» **EXERCISE DIRECTIONS**: In the data below, find the line containing "van shown in this photograph."; reproduce that line and all subsequent lines exactly, and nothing else.

» **RECORD LIST**:

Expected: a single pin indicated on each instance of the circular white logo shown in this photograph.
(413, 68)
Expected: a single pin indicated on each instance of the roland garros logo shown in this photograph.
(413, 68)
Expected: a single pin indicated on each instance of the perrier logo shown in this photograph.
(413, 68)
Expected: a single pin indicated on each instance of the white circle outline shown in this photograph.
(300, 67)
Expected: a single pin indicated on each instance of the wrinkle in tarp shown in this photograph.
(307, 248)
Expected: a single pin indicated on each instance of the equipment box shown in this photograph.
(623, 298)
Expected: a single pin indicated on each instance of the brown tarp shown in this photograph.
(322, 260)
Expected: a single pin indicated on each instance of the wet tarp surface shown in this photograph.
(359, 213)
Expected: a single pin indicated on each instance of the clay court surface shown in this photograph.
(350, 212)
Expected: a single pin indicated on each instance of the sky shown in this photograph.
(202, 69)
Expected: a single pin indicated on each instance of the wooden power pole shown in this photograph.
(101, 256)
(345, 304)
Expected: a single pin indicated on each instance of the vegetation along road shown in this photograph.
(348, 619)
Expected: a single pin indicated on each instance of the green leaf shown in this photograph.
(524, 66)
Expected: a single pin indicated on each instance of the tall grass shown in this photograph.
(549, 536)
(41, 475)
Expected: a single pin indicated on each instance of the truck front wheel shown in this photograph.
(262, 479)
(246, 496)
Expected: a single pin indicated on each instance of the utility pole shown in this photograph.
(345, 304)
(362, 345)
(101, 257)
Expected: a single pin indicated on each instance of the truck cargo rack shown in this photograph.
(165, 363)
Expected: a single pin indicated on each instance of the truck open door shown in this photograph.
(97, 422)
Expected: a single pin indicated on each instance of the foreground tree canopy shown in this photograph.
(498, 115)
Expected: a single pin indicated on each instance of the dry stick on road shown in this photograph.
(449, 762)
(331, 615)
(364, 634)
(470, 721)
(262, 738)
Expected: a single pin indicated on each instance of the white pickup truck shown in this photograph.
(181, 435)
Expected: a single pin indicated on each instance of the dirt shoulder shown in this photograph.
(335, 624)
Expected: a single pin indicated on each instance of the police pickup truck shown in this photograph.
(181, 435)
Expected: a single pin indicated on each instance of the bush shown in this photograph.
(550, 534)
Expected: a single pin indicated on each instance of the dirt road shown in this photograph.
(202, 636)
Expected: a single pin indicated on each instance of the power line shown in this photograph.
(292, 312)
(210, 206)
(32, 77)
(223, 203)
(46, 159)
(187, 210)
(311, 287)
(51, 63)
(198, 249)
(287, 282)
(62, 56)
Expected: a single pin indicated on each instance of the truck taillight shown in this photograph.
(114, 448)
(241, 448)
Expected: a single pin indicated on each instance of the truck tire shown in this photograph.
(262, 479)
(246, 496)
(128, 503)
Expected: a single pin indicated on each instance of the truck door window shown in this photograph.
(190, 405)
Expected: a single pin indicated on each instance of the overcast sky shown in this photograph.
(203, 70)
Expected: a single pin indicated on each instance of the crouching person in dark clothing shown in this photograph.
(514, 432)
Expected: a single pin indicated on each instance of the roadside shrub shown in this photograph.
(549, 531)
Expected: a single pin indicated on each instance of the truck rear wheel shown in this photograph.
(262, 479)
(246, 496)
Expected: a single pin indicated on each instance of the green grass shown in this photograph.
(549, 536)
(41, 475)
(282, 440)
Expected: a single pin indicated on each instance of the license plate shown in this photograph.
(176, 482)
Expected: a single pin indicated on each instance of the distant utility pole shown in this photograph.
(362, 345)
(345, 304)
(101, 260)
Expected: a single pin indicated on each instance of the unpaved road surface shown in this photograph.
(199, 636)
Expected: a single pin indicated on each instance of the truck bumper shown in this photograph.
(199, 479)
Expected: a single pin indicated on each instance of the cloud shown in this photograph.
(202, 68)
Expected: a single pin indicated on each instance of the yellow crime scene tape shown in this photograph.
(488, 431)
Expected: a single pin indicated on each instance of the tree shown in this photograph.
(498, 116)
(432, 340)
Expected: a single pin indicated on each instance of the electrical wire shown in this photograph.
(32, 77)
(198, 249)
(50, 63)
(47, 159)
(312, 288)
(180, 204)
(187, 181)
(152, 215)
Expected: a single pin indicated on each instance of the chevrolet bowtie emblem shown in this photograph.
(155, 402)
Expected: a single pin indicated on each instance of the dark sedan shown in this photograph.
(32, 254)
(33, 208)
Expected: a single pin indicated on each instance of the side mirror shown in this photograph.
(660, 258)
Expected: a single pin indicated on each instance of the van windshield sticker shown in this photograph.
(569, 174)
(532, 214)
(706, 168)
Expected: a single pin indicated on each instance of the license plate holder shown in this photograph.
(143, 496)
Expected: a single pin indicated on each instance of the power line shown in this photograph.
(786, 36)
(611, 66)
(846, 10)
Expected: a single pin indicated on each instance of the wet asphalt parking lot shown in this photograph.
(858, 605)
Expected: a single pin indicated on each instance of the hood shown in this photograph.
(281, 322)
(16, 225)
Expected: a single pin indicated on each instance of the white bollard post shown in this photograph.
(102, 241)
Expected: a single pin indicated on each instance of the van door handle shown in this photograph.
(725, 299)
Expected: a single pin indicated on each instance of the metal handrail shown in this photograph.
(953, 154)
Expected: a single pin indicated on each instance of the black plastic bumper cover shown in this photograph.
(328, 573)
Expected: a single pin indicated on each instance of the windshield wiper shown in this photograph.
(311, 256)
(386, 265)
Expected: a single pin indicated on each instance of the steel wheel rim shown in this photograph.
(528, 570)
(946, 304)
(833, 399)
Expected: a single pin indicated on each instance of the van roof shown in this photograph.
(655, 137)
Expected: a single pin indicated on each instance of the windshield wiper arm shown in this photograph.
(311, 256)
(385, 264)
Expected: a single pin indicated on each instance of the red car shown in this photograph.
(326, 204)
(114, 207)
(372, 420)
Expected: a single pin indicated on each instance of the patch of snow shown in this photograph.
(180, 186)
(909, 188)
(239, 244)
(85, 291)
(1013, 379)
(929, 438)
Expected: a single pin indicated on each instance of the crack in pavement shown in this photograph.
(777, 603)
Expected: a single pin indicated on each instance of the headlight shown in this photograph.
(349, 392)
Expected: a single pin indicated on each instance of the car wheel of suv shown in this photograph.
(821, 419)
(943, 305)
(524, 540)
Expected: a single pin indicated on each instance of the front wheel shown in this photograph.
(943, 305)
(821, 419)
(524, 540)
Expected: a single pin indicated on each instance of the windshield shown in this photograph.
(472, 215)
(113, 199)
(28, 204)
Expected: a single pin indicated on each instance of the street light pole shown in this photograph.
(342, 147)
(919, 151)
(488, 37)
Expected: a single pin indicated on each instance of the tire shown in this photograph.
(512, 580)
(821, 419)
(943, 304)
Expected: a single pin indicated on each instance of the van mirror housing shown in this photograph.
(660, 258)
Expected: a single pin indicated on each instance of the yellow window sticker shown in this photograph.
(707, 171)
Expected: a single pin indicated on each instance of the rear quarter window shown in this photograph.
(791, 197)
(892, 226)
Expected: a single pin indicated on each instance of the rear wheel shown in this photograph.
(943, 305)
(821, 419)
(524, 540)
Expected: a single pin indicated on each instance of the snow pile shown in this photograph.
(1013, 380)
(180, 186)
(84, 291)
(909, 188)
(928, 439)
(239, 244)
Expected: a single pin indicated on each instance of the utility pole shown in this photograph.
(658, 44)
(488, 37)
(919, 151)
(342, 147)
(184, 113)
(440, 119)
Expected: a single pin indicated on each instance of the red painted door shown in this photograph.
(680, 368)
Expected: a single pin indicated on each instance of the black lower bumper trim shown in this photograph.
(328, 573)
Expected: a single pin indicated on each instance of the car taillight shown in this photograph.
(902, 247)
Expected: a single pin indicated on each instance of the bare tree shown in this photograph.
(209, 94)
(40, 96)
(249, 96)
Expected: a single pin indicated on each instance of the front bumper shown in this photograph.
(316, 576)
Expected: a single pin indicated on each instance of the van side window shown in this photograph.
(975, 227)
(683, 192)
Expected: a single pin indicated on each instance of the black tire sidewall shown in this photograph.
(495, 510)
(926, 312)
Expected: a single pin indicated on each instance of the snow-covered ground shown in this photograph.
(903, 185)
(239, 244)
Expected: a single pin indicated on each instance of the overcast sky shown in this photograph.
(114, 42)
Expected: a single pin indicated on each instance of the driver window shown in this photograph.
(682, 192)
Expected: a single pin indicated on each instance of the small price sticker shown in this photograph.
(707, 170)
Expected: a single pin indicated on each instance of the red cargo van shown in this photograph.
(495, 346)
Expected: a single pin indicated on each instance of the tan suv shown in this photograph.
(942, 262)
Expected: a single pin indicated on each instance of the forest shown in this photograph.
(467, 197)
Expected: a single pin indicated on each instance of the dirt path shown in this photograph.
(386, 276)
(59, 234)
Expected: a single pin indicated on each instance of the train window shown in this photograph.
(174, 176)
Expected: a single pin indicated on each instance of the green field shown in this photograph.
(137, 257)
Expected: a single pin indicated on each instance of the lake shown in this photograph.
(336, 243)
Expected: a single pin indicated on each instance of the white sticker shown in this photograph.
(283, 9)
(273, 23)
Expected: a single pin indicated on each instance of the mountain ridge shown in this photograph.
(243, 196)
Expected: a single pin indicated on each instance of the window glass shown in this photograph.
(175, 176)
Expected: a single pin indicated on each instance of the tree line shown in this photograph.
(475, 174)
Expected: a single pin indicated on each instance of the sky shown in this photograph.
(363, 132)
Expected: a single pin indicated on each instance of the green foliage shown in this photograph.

» **CORRECT RESPONSE**:
Expected: a single pin indicated on each instance of the red cargo van shown in this photograph.
(495, 346)
Expected: a single pin indicated on each instance of the tan suv shown in this photograph.
(942, 262)
Expected: a single pin indicated on each instance of the forest shown in this photograph.
(467, 197)
Expected: a single pin indicated on each instance of the dirt path shown in this photograph.
(386, 276)
(59, 234)
Expected: a single pin indicated on each instance of the train window shown in this photograph.
(174, 176)
Expected: a single pin indicated on each instance of the green field shown in this photograph.
(137, 257)
Expected: a single pin indicated on each instance of the lake shown in this photograph.
(336, 243)
Expected: a single pin indicated on each instance of the white sticker shown in this photograph.
(283, 9)
(273, 23)
Expected: a single pin indicated on each instance of the mountain ridge shown in this photograph.
(243, 196)
Expected: a single pin indicated on each instance of the window glass shown in this photograph.
(175, 176)
Expected: a single pin indicated on each instance of the tree line shown in this photograph.
(475, 174)
Expected: a single pin indicated on each instance of the sky shown in this photograph.
(363, 132)
Expected: a single pin indicated on each instance of the green foliage shown in this photograph.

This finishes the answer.